> Ejercicios propuestos:
1 – Extrae de la reseña sobre El mal del sueño el fragmento que va de "El mal del tercer" a "seguramente despertará discusiones.", ambos incluidos.
2 – Según la reseña sobre El mal del sueño, ¿por qué Alex Nzila se encuentra con la indiferencia y el rechazo de los nativos al llegar a Camerún? Responde en una a tres oraciones.
3 – Escribe la continuación de la reseña sobre El mal del sueño a partir de su última oración.

> Extracto de la página:
┄┄┄┄┄┄┄┄┄┄

El mal del tercer mundo
La nueva película del alemán Ulrich Köhler, El mal del sueño, llega a las salas porteñas después de haber sido galardonada con el Oso de Plata al mejor director en el Festival de Berlín de 2011. Nos encontramos ante un film ambicioso y ambiguo que seguramente despertará discusiones.
El relato, dividido a grandes rasgos en dos partes, comienza con la llegada de la hija y la esposa del doctor Ebbo Ventel (Pierre Bokma) a Camerún, donde este se encuentra desde hace unos años trabajando para erradicar la enfermedad del título. El dilema del protagonista en esta sección de la narración es si regresar a Alemania o no, atrapado entre su familia y la fascinación que el lugar despierta en él. A pesar de centrarse de forma casi exclusiva en este personaje, el espectador no logra identificarse con él. Por un lado parece ser un profesional ético, dado que logró contener la enfermedad y se rehúsa a seguir solicitando los subsidios innecesarios de los que se aprovechan los funcionarios corruptos del país. Por el otro, trata con obvia hostilidad a los habitantes, de quienes se burla y abusa verbalmente.
Una elipsis temporal de tres años da comienzo a la segunda parte de la historia y presenta a Alex Nzila (interpretado por Jean-Christophe Folly), personaje que será el nuevo centro de la narración. Esta sección transporta al espectador a Europa, donde este médico francés de la Organización Mundial de la Salud se prepara para viajar a Camerún con el objetivo de evaluar los programas de ayuda económica. Una vez que llegue al país, se encontrará con la indiferencia y el rechazo de los nativos (por la amenaza de que pueda detener los subsidios y por ser de ascendencia africana), y con que Ebbo, el doctor a cargo, lo esquiva.

┄┄┄┄┄┄┄┄┄┄

Entradas de datos almacenados:
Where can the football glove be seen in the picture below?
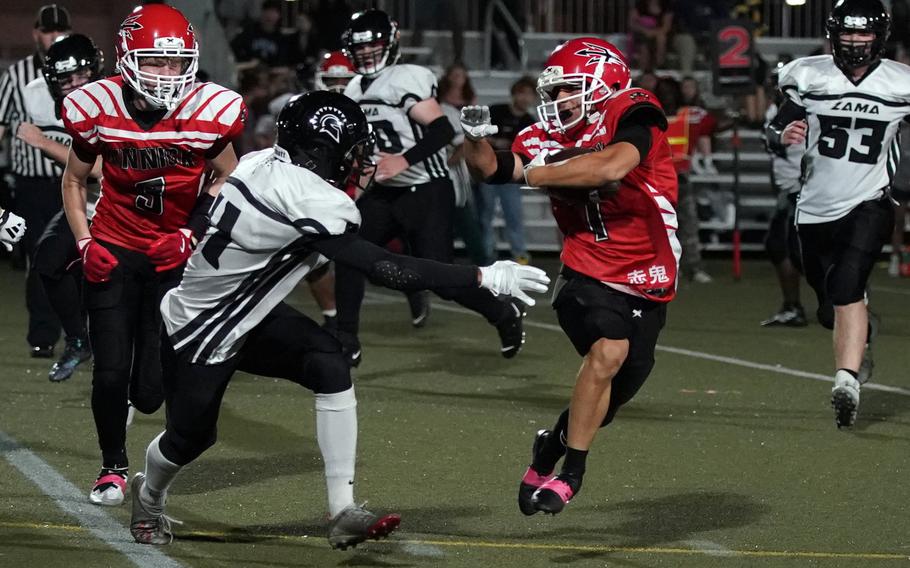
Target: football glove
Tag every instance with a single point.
(475, 121)
(12, 227)
(171, 250)
(513, 279)
(97, 261)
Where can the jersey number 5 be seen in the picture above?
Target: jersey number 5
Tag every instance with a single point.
(150, 196)
(835, 137)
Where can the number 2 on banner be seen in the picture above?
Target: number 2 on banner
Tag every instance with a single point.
(734, 56)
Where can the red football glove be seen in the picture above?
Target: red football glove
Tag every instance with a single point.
(171, 250)
(97, 261)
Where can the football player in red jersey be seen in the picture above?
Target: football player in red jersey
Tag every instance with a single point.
(158, 132)
(620, 254)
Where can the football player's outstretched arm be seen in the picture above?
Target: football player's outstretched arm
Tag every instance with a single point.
(75, 189)
(485, 163)
(33, 136)
(400, 272)
(591, 170)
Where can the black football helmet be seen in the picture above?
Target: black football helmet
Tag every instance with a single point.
(327, 133)
(371, 28)
(69, 55)
(857, 16)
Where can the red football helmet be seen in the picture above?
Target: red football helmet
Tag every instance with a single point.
(335, 72)
(158, 30)
(590, 64)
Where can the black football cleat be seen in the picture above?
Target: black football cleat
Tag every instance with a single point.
(511, 329)
(533, 480)
(789, 316)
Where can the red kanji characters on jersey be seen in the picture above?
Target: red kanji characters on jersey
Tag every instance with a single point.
(628, 240)
(151, 173)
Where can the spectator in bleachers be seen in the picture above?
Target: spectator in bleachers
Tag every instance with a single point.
(263, 42)
(650, 22)
(466, 220)
(455, 87)
(682, 133)
(329, 19)
(511, 118)
(702, 153)
(647, 81)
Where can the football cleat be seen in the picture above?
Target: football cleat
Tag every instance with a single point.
(41, 351)
(75, 352)
(511, 329)
(555, 494)
(355, 524)
(533, 480)
(419, 303)
(148, 524)
(110, 487)
(790, 316)
(845, 399)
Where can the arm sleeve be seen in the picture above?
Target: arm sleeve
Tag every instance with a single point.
(635, 133)
(236, 114)
(439, 133)
(394, 271)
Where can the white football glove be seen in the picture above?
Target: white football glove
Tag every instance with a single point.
(511, 278)
(12, 227)
(475, 121)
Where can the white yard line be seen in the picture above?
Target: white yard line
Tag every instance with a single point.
(74, 502)
(781, 370)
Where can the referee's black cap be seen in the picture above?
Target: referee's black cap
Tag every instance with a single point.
(52, 18)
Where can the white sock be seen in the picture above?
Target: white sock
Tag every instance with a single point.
(336, 432)
(159, 474)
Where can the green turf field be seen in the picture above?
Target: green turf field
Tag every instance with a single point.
(728, 457)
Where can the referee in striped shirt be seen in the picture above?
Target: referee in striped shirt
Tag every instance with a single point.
(37, 177)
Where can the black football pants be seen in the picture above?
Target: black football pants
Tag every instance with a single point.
(422, 215)
(124, 328)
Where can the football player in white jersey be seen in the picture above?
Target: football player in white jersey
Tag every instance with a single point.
(412, 197)
(70, 63)
(846, 109)
(281, 215)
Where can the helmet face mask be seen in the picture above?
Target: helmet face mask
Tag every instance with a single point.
(371, 42)
(857, 30)
(327, 133)
(580, 75)
(150, 39)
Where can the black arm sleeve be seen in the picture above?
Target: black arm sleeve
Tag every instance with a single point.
(394, 271)
(788, 112)
(637, 134)
(505, 167)
(439, 133)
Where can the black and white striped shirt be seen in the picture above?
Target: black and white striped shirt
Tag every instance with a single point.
(26, 160)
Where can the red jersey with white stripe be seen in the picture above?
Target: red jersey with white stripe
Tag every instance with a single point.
(152, 174)
(627, 241)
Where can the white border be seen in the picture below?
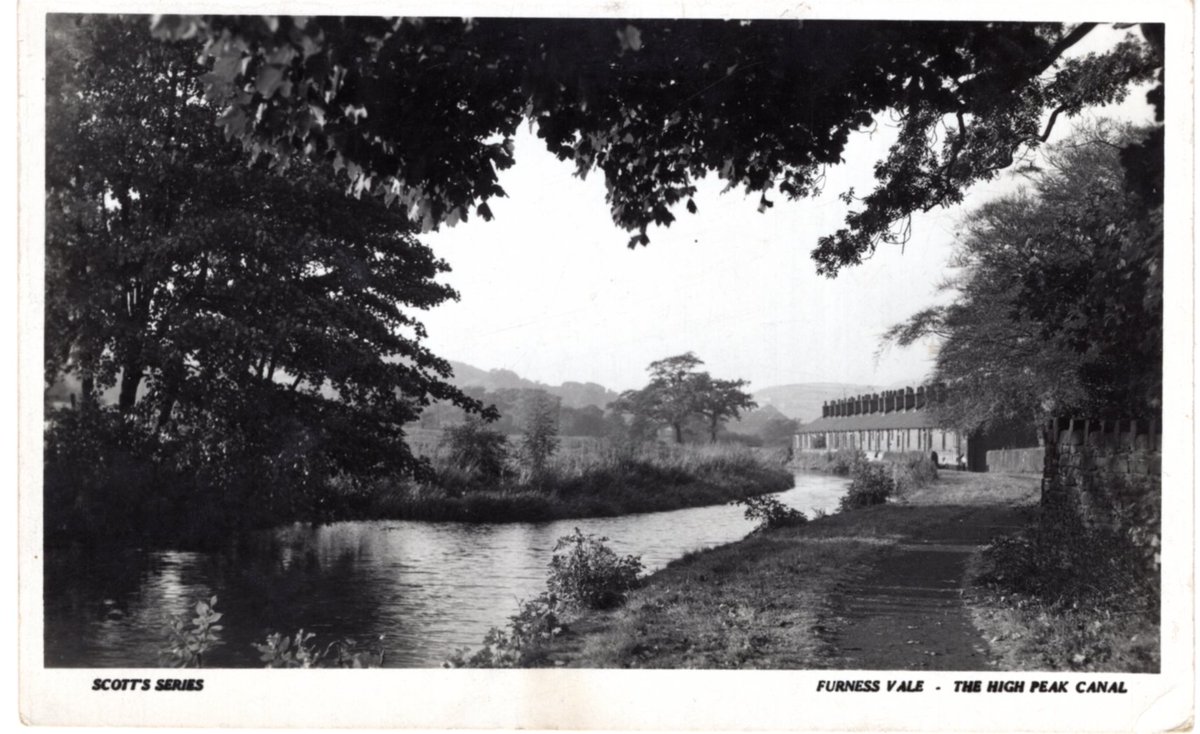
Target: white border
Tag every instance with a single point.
(617, 699)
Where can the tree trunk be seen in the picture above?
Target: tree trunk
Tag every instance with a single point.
(131, 377)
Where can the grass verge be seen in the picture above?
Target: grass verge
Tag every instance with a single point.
(603, 485)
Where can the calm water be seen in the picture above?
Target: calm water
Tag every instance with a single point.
(427, 588)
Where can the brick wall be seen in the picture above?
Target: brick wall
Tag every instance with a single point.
(1017, 461)
(1101, 473)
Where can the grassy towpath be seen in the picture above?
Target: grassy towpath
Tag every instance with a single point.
(871, 589)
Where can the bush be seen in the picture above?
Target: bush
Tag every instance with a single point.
(587, 573)
(189, 643)
(298, 651)
(539, 438)
(912, 471)
(769, 512)
(522, 644)
(870, 485)
(477, 449)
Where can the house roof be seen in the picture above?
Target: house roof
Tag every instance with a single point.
(869, 421)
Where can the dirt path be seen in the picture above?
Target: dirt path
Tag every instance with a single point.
(873, 589)
(907, 612)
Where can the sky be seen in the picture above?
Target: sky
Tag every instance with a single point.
(550, 289)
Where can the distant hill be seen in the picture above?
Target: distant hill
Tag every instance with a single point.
(756, 420)
(803, 401)
(574, 395)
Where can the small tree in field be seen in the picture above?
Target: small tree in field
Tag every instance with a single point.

┄┄┄┄┄┄┄┄┄┄

> Respuestas del ejercicio:
1 –
El mal del tercer mundo
La nueva película del alemán Ulrich Köhler, El mal del sueño, llega a las salas porteñas después de haber sido galardonada con el Oso de Plata al mejor director en el Festival de Berlín de 2011. Nos encontramos ante un film ambicioso y ambiguo que seguramente despertará discusiones.

2 – Los nativos lo reciben con indiferencia y rechazo por dos motivos: la amenaza de que pueda detener los subsidios y su ascendencia africana.

3 –
La lectura inmediata del film pone en primer plano la situación de Africa respecto de las ayudas económicas que recibe del primer mundo, las cuales, por su mala distribución, antes que favorecer obstaculizan el desarrollo, privando “cualquier responsabilidad democrática”, como se escucha en un momento del film. Pero el relato también se ocupa de la transformación que experimenta el personaje principal, fascinado por un lugar del que no puede irse. Esta sensación es transmitida al espectador gracias a la espléndida fotografía, que realza la magnificencia de la naturaleza; en este sentido, son maravillosos los planos nocturnos obtenidos con muy poca iluminación.
La ausencia de música y los pocos diálogos ponen en primer término el accionar de los personajes, cuya falta de justificación en algunos momentos (en especial en la primera parte), hacen que la narración se vuelva confusa y no se vislumbre de manera clara un conflicto central. El final abrupto con una imagen simbólica deja en manos del espectador la resolución del film.